**TO DO**
Copy out every line of the records below word for word, but omit the pictures.

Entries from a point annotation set
·····

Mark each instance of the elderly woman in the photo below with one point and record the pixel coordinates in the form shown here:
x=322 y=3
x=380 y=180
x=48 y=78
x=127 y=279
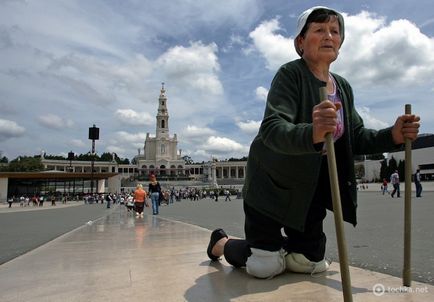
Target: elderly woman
x=154 y=190
x=287 y=184
x=139 y=200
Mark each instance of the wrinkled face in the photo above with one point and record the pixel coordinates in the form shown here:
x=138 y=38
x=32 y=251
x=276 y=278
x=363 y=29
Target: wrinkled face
x=321 y=42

·····

**OUTPUT OF THE EXERCISE**
Mark each instance of the elderly woman in the photo below with one point and record the pixel coordinates in the form shown here:
x=322 y=3
x=380 y=180
x=48 y=78
x=127 y=279
Target: elderly woman
x=154 y=190
x=287 y=184
x=139 y=200
Mark each instance of the wrinkled face in the photo above with one point and record the pixel coordinates in the form shown here:
x=138 y=38
x=32 y=251
x=276 y=278
x=363 y=29
Target: wrinkled face
x=321 y=42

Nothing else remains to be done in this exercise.